(Saved entries)
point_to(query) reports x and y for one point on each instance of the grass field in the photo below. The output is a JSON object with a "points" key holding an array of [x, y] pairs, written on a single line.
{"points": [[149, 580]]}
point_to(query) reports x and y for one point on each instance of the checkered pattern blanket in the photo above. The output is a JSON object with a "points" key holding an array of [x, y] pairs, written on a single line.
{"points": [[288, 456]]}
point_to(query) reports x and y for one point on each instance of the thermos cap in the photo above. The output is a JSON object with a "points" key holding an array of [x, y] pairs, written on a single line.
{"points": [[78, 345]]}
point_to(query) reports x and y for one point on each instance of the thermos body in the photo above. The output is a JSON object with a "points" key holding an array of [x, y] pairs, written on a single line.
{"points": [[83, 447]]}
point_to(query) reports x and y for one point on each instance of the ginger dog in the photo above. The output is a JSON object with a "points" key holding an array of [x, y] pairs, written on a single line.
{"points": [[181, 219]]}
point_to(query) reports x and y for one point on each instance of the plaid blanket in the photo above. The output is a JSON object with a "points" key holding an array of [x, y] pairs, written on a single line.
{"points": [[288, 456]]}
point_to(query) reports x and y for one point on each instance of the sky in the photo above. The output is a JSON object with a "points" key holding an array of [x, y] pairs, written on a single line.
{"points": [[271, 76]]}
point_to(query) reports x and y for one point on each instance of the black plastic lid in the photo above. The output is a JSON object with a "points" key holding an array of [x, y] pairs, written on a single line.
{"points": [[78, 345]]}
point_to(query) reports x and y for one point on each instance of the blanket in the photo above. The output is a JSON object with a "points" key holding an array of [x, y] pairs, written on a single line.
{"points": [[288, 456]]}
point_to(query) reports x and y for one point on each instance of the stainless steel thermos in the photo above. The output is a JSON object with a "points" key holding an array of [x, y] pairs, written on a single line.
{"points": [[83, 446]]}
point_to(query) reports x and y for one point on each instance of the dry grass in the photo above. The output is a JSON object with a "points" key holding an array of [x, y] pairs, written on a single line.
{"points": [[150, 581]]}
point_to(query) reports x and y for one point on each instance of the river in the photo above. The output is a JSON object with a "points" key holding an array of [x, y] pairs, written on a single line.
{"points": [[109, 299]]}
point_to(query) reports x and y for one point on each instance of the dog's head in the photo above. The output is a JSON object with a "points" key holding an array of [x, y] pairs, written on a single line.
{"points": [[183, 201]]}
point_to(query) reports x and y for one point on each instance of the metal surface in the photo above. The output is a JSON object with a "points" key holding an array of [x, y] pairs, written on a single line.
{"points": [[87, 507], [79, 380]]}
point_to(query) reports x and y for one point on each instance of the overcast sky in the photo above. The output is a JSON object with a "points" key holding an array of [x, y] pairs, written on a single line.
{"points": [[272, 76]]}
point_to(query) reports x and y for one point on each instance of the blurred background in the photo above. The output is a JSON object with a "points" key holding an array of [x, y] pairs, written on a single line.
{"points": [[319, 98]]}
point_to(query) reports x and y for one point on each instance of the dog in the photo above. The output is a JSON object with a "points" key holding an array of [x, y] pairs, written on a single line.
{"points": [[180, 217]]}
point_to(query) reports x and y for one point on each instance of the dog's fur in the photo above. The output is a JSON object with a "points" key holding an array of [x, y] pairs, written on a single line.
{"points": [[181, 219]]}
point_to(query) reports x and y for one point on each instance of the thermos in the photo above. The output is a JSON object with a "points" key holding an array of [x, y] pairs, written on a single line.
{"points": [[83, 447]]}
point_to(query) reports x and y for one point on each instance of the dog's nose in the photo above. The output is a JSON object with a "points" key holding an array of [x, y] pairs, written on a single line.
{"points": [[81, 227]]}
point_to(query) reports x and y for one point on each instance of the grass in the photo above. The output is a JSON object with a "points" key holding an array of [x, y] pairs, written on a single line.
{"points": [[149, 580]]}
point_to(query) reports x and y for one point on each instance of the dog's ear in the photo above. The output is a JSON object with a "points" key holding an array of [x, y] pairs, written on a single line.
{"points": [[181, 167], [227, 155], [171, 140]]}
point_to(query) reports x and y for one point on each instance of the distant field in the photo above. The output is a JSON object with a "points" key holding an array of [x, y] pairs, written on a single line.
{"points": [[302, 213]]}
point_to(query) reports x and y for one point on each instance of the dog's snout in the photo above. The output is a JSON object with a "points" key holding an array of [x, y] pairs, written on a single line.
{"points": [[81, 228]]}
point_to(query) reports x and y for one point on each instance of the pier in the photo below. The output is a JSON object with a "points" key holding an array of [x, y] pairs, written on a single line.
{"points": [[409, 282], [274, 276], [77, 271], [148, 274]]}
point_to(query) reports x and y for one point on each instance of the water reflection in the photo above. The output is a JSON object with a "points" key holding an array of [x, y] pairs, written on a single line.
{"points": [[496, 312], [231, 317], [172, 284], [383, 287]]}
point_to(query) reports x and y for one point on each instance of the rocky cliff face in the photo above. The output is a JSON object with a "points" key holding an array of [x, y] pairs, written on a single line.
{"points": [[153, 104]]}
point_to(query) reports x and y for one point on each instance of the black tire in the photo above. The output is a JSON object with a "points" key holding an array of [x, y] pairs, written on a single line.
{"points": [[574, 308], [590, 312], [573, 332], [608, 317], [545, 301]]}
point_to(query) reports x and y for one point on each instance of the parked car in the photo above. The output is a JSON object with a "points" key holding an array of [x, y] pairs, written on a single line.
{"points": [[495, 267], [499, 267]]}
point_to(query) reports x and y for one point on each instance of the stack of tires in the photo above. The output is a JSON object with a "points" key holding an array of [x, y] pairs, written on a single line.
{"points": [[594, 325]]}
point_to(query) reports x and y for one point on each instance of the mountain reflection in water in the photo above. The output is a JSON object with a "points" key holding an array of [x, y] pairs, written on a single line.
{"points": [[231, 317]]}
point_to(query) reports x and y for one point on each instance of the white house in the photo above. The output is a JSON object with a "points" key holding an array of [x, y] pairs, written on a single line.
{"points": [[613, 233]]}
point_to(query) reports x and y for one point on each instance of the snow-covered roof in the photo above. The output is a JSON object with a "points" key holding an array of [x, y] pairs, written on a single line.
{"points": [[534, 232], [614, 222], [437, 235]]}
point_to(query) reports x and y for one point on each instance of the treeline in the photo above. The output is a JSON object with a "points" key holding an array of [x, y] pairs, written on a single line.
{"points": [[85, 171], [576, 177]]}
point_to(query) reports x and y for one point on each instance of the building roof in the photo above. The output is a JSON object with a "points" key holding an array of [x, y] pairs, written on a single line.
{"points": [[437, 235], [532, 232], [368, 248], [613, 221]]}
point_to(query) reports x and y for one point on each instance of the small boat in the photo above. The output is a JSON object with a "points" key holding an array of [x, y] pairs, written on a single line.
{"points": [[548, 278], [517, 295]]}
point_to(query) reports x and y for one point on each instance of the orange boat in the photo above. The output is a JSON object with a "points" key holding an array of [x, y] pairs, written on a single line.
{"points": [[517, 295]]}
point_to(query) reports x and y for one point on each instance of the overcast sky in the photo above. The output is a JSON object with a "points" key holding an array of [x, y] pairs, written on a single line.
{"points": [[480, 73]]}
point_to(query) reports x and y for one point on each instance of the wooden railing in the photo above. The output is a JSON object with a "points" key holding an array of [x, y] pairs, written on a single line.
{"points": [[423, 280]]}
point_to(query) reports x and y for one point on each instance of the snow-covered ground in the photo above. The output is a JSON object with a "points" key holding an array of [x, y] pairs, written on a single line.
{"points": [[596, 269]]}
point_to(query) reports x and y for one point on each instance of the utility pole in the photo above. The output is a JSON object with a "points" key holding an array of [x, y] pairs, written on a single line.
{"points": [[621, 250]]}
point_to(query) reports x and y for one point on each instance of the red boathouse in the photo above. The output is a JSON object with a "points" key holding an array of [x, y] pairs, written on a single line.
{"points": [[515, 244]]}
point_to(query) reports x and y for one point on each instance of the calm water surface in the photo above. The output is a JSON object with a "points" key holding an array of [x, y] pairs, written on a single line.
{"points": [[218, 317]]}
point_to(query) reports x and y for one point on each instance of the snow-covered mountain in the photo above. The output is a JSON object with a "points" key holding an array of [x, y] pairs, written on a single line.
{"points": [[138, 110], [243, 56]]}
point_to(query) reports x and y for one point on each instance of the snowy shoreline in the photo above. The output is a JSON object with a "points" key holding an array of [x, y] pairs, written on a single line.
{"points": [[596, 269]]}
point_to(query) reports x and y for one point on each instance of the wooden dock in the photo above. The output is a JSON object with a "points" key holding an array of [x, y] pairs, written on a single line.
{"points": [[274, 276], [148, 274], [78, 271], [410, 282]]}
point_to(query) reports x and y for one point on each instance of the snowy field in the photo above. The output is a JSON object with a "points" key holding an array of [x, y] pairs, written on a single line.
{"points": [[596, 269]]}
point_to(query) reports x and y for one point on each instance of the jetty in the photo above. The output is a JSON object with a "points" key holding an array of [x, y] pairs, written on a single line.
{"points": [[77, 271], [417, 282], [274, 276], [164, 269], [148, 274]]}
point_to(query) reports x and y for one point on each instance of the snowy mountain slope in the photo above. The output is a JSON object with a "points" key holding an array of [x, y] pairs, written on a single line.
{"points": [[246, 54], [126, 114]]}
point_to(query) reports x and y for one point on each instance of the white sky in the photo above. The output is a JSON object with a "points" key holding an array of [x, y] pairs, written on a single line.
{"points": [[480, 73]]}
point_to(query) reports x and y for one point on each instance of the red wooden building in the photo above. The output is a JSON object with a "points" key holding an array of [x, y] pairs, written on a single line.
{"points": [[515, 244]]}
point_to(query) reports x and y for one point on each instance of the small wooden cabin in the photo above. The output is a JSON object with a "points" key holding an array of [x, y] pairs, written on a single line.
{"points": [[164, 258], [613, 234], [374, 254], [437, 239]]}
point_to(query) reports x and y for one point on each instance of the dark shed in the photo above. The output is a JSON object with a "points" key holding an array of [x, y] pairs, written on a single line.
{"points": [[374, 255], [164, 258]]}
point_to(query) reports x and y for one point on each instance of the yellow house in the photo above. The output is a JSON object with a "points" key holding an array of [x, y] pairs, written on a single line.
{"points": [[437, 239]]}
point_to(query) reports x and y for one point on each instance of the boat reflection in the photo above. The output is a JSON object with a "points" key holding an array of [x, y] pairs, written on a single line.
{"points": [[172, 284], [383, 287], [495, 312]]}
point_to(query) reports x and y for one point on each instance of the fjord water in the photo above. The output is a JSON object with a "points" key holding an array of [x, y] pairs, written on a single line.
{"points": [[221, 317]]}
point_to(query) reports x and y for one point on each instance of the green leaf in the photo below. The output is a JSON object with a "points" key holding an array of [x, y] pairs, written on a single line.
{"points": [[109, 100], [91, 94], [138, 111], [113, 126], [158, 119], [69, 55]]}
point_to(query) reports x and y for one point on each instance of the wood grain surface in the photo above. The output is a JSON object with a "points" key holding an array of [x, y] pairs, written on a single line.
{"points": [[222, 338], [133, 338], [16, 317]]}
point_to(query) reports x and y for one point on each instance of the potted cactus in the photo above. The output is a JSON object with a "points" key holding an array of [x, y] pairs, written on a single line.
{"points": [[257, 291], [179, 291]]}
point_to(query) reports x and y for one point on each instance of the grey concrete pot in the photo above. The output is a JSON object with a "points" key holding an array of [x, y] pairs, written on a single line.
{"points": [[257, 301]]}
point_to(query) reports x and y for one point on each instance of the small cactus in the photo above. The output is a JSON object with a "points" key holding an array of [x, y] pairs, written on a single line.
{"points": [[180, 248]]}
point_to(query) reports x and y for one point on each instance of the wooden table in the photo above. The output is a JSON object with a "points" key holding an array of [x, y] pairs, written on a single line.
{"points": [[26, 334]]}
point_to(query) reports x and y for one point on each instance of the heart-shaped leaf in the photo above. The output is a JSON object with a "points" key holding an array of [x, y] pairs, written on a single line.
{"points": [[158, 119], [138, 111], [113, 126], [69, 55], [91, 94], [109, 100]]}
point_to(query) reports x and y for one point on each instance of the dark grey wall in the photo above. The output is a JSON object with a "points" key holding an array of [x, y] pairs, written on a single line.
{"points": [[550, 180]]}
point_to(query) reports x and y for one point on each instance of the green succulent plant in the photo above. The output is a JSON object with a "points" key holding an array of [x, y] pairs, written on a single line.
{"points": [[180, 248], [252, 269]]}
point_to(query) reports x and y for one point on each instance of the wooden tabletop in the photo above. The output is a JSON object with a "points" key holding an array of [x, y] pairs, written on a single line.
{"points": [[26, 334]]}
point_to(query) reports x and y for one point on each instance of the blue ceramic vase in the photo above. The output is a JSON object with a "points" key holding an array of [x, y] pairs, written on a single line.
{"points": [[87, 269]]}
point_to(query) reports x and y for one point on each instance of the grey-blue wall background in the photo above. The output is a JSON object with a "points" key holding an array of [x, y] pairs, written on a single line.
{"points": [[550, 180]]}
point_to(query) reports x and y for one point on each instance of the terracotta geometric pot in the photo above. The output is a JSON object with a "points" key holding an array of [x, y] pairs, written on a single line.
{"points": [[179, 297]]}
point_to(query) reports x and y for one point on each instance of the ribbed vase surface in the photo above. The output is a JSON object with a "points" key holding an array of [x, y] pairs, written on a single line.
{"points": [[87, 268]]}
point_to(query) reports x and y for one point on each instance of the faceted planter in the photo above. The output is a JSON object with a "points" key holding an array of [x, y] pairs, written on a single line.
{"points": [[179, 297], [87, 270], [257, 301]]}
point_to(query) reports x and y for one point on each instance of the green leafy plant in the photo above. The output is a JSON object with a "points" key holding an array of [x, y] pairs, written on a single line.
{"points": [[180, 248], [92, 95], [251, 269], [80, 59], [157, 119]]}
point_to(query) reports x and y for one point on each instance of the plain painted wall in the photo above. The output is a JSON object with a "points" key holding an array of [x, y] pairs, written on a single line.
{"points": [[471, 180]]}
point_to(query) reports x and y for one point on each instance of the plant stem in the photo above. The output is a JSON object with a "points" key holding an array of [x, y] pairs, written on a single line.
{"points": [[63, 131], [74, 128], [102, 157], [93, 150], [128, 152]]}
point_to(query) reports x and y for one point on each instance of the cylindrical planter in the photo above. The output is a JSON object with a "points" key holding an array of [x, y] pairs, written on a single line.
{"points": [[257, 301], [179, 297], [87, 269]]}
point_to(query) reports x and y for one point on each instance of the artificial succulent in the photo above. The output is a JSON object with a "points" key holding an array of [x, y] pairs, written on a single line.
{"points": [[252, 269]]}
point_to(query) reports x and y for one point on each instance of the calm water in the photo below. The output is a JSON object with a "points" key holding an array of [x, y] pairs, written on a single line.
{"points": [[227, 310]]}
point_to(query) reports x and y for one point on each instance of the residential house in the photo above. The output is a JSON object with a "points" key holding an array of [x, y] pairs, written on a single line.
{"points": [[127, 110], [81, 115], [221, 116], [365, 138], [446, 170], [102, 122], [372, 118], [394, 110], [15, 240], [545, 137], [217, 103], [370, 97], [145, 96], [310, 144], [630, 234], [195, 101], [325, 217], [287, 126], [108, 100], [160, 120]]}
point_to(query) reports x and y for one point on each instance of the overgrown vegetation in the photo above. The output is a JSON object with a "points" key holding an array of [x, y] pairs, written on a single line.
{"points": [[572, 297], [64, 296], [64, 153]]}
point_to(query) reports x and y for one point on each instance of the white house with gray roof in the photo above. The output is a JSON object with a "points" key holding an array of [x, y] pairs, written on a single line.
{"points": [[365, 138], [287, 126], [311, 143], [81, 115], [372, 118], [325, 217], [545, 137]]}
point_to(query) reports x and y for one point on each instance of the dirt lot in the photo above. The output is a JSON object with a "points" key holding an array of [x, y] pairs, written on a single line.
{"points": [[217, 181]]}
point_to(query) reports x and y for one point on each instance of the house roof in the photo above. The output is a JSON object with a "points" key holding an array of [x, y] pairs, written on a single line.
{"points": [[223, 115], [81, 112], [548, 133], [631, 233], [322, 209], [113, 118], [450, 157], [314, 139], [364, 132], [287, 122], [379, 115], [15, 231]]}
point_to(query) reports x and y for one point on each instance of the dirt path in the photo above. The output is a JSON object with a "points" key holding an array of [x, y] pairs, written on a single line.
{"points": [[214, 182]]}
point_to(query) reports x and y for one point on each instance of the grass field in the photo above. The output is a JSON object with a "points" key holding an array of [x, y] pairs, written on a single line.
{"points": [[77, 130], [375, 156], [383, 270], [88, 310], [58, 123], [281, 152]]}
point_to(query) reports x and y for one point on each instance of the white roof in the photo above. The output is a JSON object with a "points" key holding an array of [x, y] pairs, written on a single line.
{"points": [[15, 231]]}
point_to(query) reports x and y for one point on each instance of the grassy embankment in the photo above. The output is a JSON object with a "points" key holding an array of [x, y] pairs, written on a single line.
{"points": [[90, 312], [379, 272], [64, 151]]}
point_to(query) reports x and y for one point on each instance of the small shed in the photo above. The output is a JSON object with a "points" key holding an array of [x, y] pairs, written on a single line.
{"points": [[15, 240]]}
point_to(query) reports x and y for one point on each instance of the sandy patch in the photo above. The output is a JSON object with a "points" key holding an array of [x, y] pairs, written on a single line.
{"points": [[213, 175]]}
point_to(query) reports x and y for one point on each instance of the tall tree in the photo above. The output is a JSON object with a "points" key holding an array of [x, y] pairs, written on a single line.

## Short exercise
Nothing but the lines from the line with "the small shed" to the last line of the listing above should appear; please retype them exactly, both ends included.

## Task response
point_to(query) reports x and y for one point on each instance of the small shed in the photo above. The output is a JSON object with a "points" key holding an array of [x, y] pairs, written on a single line.
{"points": [[15, 240]]}
point_to(query) reports x and y for one point on each instance of the sandy patch in the photo above. The output is a JSON object with a "points" key holding an array of [x, y] pairs, written on a single line.
{"points": [[213, 175]]}
point_to(query) reports x and y for one point on each instance of the tall tree in the photo above. The output is a JSON object with a "points" key holding an array of [x, y] pairs, written on a single line.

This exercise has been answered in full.